++++ Excerto escolhido
Cremos que quanto ao pedido principal as possibilidades possíveis seriam as de o tribunal poder declarar o incumprimento da cessão da posição contratual por parte de todos os réus ou, então, o incumprimento apenas por parte dos réus C...e D..., decisões que sempre inviabilizariam o conhecimento do pedido subsidiário. Porém, neste domínio de possibilidades, se a decisão fosse a de julgar improcedente esse pedido principal (e teria de o ser quanto a todos os réus) então o conhecimento do pedido subsidiário, deixando de fora a ré sociedade nunca geraria qualquer situação de incompatibilidade.

Por estas razões confirmamos o indeferimento, pelo tribunal de primeira instância, da excepção de ineptidão da petição inicial, sem embargo de, caso o pensamento que deixámos exposto deixasse em aberto, por erro de raciocínio nosso, a possibilidade legal de se configurar uma incompatibilidade de pedidos como a enunciada pelo tribunal a quo, sempre seriamos, então, de entender que a solução seria a aí sustentada na decisão recorrida não existindo qualquer vício de contradição entre os fundamentos e a decisão porque, acertadamente, nesse contexto decisório, se esclarece que essa incompatibilidade formal não é aquela que a lei processual fere de ineptidão porque, mesmo a existir, não coloca o julgador na impossibilidade de decidir mas apenas impõe a improcedência do pedido cujo direito o autor não possa ver reconhecido, devendo o julgador admitir aquele que, segundo a lei, apresentando-se como fundado, é admissível e conhecer do respectivo mérito.

Improcedem pois, neste domínio as conclusões de recurso.

… …

Quanto à decisão de direito que condenou os réus C... e D... a restituírem aos autores a quantia de € 20.000,00 (vinte mil euros), o tribunal a quo fundamentou-a considerando existir nulidade do contrato de cessão da posição contratual por indeterminabilidade do preço.

Contra tal os Apelantes afirmam em síntese, num primeiro momento, que a decisão foi prematura por se ter decidido do mérito quando ainda existiam dúvidas sobre factos essenciais à decisão e, depois, sustentam que a sentença é nula por omissão de pronúncia uma vez que declarando a nulidade do contrato de cessão da posição contratual, apesar de ter condenado os réus na restituição da quantia que haviam recebido, não condenou os autores a restituírem a fracção autónoma.

Apreciando o primeiro argumento, observa-se dos articulados que os autores, configurando a causa de pedir, descreveram o contrato promessa de compra e venda celebrado entre os réus D...e C...e a sociedade “ E...” tendo por objecto três fracções autónomas de um edifício a construir, duas delas do tipo T2 e uma do tipo T1, pelo preço global de 195.000,00 €, tendo os promitentes compradores entregue a título de sinal a quantia de 35.000,00 € e comprometendo-se a entregar mais 30.000,00 €, ainda a título de reforço de sinal, no final da alvenaria.
++++++++
Complete o seguinte:
1: Indique todas as quantias em euros referidas no excerto.
2: Responda com base no excerto:
(a) Por que motivo o tribunal a quo considerou nulo o contrato de cessão da posição contratual?
(b) Quantas frações autónomas eram objeto do contrato promessa de compra e venda?
(c) De que exceção se confirma o indeferimento pelo tribunal de primeira instância?
3: Transcreva do excerto a parte que começa nas palavras que contêm "Cremos que quanto" e termina em "situação de incompatibilidade.".
++++ Secção de dados
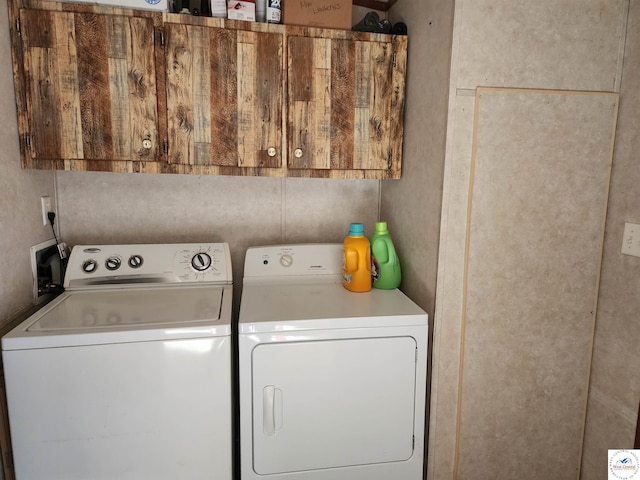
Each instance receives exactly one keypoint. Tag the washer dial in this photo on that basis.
++++++++
Respostas:
1: € 20.000,00 (vinte mil euros); 195.000,00 €; 35.000,00 €; 30.000,00 €

2:
(a) Por indeterminabilidade do preço.
(b) Três: duas do tipo T2 e uma do tipo T1.
(c) Da exceção de ineptidão da petição inicial.

3:
Cremos que quanto ao pedido principal as possibilidades possíveis seriam as de o tribunal poder declarar o incumprimento da cessão da posição contratual por parte de todos os réus ou, então, o incumprimento apenas por parte dos réus C...e D..., decisões que sempre inviabilizariam o conhecimento do pedido subsidiário. Porém, neste domínio de possibilidades, se a decisão fosse a de julgar improcedente esse pedido principal (e teria de o ser quanto a todos os réus) então o conhecimento do pedido subsidiário, deixando de fora a ré sociedade nunca geraria qualquer situação de incompatibilidade.